*Brief*:
Which lines in the records below contain the string "tree"? Return every one of them in full.

*Data excerpts*:
☆ ☆ ☆

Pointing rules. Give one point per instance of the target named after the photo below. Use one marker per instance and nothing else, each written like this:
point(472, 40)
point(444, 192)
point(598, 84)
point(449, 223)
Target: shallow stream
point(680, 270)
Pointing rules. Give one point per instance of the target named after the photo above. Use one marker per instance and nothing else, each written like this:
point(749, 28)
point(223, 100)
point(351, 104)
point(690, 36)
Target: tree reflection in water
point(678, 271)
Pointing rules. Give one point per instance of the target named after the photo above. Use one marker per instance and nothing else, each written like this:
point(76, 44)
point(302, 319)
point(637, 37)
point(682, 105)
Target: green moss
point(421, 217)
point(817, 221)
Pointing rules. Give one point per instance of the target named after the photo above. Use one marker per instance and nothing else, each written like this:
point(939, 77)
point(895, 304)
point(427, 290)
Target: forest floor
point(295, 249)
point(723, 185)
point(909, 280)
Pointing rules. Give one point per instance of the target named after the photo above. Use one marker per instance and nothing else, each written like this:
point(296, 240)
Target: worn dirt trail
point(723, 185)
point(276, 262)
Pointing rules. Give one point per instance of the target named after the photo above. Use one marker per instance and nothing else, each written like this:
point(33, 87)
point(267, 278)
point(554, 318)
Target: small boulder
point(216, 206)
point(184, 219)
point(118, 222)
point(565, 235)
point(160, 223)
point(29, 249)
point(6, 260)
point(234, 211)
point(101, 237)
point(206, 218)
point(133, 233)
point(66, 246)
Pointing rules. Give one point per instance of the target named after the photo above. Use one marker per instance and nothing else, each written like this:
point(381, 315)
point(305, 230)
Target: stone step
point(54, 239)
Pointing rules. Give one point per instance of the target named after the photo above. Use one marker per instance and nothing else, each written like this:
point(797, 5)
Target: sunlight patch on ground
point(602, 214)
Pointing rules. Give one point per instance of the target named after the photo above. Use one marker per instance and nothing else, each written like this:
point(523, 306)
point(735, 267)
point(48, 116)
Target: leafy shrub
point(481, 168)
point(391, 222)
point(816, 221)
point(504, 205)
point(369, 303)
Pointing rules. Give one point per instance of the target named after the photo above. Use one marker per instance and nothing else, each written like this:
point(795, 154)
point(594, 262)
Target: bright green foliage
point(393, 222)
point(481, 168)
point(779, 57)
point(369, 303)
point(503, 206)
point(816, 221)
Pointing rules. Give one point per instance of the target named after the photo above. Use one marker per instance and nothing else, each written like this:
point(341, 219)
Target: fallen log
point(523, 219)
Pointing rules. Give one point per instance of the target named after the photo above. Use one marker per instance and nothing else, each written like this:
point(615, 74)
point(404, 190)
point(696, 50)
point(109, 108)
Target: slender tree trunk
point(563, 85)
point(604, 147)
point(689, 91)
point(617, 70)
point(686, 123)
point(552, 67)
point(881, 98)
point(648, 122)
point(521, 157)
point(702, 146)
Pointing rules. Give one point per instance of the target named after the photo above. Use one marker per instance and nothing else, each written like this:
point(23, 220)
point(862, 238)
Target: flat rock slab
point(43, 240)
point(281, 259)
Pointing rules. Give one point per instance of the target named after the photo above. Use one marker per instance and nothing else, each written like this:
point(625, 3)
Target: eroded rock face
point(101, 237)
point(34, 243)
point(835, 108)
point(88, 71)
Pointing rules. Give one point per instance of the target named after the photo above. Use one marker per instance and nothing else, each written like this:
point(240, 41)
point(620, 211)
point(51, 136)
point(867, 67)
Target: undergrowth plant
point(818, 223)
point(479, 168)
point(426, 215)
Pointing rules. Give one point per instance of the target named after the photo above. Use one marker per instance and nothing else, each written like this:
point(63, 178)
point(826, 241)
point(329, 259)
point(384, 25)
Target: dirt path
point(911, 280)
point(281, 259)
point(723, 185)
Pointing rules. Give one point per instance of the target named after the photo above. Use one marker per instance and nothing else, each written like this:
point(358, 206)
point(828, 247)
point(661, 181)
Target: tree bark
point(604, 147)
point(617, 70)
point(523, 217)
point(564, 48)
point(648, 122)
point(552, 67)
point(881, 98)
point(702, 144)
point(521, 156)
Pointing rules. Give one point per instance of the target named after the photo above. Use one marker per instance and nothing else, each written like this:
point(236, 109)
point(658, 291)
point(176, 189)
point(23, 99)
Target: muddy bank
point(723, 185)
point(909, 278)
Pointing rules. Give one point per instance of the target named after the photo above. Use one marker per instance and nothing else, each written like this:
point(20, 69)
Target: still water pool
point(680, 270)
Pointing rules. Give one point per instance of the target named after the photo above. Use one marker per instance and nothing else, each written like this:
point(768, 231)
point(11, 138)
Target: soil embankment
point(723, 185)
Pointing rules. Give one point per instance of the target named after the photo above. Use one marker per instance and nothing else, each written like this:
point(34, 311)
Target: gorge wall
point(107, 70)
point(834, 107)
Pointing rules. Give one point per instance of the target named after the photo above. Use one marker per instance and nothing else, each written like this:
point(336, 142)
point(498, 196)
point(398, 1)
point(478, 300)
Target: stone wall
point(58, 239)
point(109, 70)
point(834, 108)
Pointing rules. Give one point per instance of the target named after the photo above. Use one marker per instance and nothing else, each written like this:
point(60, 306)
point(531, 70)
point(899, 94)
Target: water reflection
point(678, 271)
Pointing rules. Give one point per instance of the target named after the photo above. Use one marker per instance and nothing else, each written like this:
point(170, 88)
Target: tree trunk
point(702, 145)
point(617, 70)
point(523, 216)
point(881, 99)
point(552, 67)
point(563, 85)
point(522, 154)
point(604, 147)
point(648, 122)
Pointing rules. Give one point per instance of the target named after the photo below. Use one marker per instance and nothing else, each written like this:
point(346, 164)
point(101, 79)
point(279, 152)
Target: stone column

☆ ☆ ☆

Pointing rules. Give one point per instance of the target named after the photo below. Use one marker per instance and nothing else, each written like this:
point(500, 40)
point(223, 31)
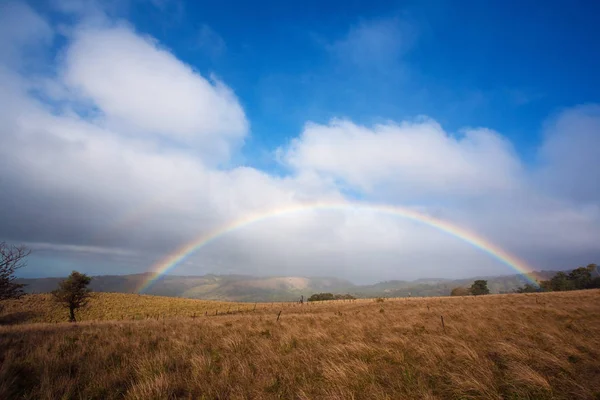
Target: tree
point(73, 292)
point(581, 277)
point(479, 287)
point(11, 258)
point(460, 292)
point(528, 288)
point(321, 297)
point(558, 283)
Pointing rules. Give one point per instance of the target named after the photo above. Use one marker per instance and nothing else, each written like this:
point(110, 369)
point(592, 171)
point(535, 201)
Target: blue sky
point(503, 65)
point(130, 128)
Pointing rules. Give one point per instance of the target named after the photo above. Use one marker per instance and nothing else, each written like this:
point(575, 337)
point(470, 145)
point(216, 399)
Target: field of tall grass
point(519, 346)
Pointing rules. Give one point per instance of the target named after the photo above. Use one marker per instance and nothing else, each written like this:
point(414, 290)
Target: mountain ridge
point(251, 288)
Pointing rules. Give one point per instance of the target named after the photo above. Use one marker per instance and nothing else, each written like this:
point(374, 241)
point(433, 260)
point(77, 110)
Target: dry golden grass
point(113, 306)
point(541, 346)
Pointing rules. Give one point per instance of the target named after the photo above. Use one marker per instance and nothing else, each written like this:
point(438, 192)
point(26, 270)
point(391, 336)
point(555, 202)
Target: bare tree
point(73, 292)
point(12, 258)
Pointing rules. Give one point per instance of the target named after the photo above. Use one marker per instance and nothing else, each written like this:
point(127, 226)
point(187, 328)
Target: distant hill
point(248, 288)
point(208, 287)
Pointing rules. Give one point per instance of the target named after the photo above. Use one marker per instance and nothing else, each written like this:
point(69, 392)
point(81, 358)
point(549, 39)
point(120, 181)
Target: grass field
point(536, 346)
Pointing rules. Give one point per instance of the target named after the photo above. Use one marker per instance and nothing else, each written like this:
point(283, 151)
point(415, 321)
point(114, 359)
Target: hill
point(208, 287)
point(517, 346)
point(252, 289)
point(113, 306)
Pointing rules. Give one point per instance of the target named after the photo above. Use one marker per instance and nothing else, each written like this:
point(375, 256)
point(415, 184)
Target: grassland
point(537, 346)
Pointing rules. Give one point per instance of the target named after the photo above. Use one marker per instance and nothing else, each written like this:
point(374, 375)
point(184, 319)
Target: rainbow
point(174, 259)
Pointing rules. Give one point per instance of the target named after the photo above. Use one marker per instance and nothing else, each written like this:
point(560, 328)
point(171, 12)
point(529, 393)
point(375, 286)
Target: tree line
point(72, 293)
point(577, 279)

☆ ☆ ☆

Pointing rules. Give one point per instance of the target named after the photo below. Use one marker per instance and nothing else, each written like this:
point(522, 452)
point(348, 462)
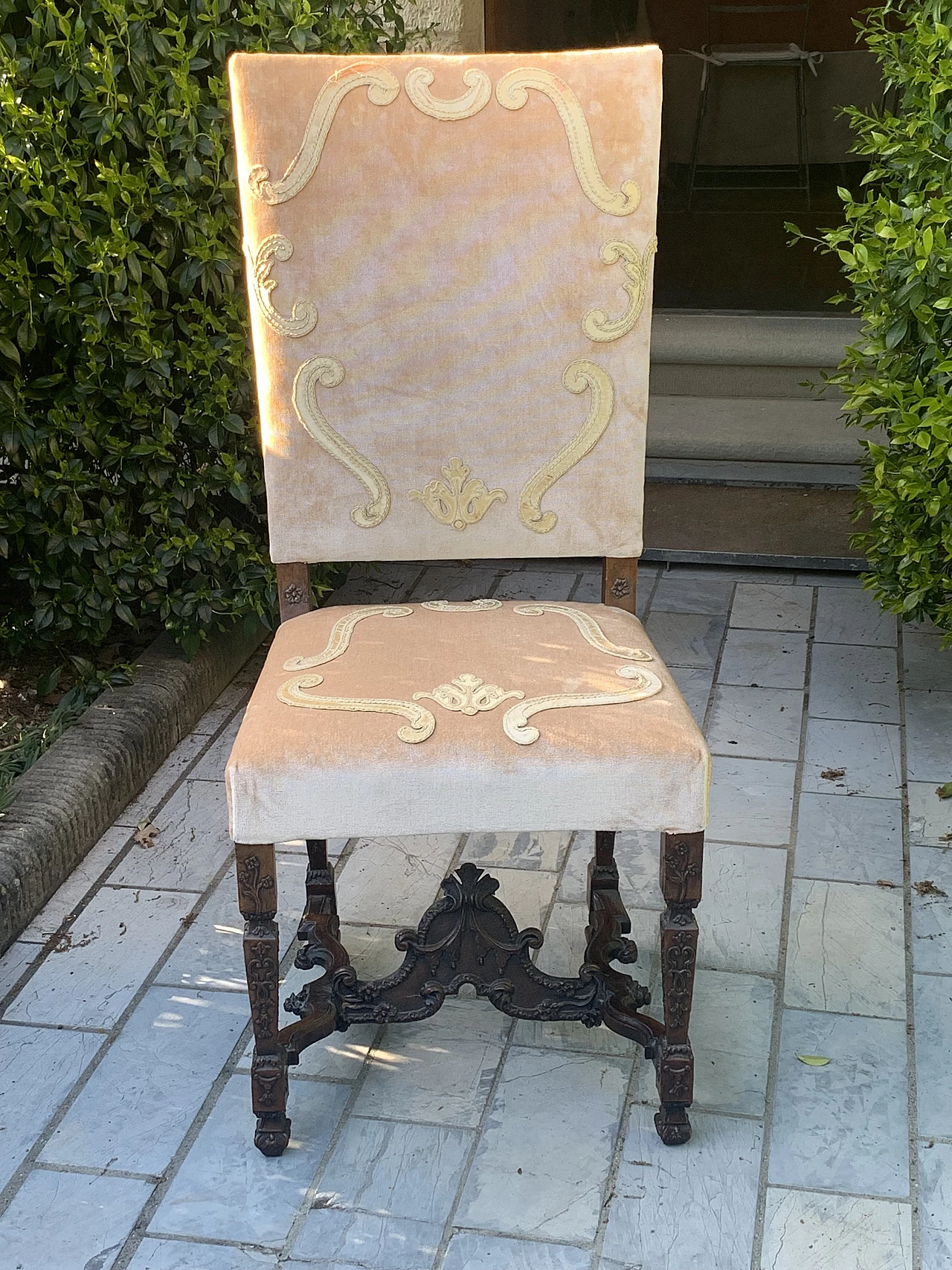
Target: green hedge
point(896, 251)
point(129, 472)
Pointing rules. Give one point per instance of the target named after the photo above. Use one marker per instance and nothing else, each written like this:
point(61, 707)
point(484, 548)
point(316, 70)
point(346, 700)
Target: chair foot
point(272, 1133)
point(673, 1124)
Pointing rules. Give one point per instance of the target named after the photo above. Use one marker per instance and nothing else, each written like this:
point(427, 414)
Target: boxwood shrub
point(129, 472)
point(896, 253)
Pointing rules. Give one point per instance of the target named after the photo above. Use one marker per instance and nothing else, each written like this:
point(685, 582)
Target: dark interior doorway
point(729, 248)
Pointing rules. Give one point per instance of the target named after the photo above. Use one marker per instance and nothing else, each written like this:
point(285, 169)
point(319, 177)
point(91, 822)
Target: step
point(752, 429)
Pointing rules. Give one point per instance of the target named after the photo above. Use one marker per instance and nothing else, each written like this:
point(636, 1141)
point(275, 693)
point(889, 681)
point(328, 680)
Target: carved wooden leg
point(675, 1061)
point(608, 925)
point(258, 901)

☆ ☆ ☆

*Output of the exercise*:
Target: tree reflection in water
Target: slender tree trunk
Target: tree bark
Target: tree trunk
Target: tree
Target: bare tree
Target: tree line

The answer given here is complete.